# [ARTICLE]
Right. let’s get back to heavier some heavier fare to see us through these cold winter nights…

I expect you were aware last year of some brouhaha involving the end of the world. The Mayans, those ancient Mesoamerican darlings of the new age crystals-and-chakras crowd, were somewhat fans of a calendar. Their reckoning of time ran on several scales, the longest of which came to an end/ticked over last December. Obviously a portent of Armageddon. Or not. You have to wonder if a future civilisation will get antsy every December 31st. Probably not. They’ll have banned chakras by then. Anyway, coincidentally or not, thundering along on the coat tails of the fin-de-long-count zeitgeist comes Tzolk’in: the Mayan Calendar, highly regarded new boy on the worker placement block and bane of spell-checkers everywhere.

You can’t sit down at a table to play Tzolk’in without immediately noticing the big draw- and the thing that sets it apart from its numerous mechanic-sharing brethren- the huge functioning cog-wheels embedded in the board, baring their teeth at you in a brazen attempt at intimidation. Let’s put those aside for one moment however, and pretend giant wheels are run-of-the-mill.

Tzolk’in is, in many ways nearly identical to the granddaddy of worker placement games, Caylus. There is the same sense of trying to optimise your very limited actions with a dollop of attempting to anticipate and, if possible, stymie your opponent’s strategies on the side. There are even analogous tracks for advancement on the board, with the technology track standing in for the King’s favour and the temples where one must earn the favour of the gods, sorta-kinda an equivalent of building the castle. Of course, if you aren’t familiar with Caylus, dear reader, this tells you nothing. Likewise if you are a stranger to Agricola it would be pointless mentioning the similar necessity to feed you workers with some of the valuable corn you have gathered at critical points in the game. So I won’t.

Instead I’ll go back to the start…

You begin the game with four so-called wealth tiles from which you must choose two which will bestow upon you your starting resources and possible freebie advancements on the technology or temple tracks. This is the first agonising decision of the game, and yet acquiring the stuff you want, nay need, will never be so easy again. Once everyone’s tooled up it’s simply a matter of going round the board deploying your columnar minions as you see fit. Or rather, as the game sees fit to allow you. You may place one or more of your pieces onto the bevelled spaces on the various gears (assuming you can meet the corn cost of doing so), or you can take one or more of them off to accomplish an action, but not both. No sir.

Then, once everyone has either put down or pulled off, time marches on and those gimmicky gears are rotated, causing any pieces to march onwards with them.

tzolkin4[1]And we come round and back again to the gears.  There are five action-granting gears powered by the central Tzolk’in calendar wheel. Each gear is themed around an ancient Mayan city. Bountiful Palenque grants the treasures of the forest, harvesting wood clears fields to provide corn. Yaxchilan’s rich mines provide stone, gold, and of course crystal skulls, whereas the cultural centre of Tikal allows technological advancement and building. The bustling markets of Uxmal allow for corn to be exchanged for resources (and back again) or religious favour, and new workers to be recruited. Lastly sacred Chichen Itza is where you must seek the favour of the gods with offerings of crystal skulls, for which you will be rewarded in the next life. With points. In common though, each wheel’s actions become more powerful and allow access to rarer bounty, the longer you can afford to let you workers sit there, otherwise achieving nothing, with the final spaces being wild cards of a sort, allowing you to access any ability of the chosen wheel.

# [PROBLEM STATEMENT]
Please check each statement against the game review, answering yes or no and quoting the review's deciding words. 1. Each player starts with four wealth tiles and chooses two of them. 2. On a turn, a player may both place pieces on the gears and take pieces off. 3. Uxmal is where new workers can be recruited.

# [DATA EXCERPTS]
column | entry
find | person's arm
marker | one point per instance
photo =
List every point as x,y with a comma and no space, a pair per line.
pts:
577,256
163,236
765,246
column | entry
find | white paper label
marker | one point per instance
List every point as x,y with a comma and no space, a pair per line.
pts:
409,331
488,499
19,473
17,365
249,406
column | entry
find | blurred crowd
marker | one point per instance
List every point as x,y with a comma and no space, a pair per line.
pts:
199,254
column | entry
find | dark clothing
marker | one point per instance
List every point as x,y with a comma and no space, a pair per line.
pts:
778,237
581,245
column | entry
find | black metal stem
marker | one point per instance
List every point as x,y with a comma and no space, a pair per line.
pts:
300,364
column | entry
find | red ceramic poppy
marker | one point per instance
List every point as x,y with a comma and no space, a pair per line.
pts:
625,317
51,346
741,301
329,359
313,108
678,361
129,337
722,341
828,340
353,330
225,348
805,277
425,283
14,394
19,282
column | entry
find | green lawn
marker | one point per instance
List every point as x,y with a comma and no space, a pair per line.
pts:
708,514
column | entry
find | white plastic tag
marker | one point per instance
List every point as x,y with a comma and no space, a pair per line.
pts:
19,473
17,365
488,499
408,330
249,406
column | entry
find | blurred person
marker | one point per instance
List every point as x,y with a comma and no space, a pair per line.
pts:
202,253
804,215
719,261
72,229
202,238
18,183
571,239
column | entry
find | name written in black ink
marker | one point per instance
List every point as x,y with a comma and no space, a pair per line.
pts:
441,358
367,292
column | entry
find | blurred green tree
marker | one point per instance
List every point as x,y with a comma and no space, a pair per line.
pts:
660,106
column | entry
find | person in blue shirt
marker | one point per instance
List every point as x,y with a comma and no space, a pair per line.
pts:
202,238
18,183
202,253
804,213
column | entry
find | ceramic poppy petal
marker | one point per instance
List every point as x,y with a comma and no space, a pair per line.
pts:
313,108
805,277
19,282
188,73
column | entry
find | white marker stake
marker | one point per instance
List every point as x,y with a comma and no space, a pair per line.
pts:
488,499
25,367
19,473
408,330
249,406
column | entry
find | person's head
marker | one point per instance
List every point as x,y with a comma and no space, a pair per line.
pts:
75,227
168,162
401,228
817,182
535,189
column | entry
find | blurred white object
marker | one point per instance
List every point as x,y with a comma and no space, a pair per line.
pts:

# [FULL RESPONSE]
1. Yes: "You begin the game with four so-called wealth tiles from which you must choose two"
2. No: "or you can take one or more of them off to accomplish an action, but not both."
3. Yes: "The bustling markets of Uxmal allow for corn to be exchanged for resources (and back again) or religious favour, and new workers to be recruited."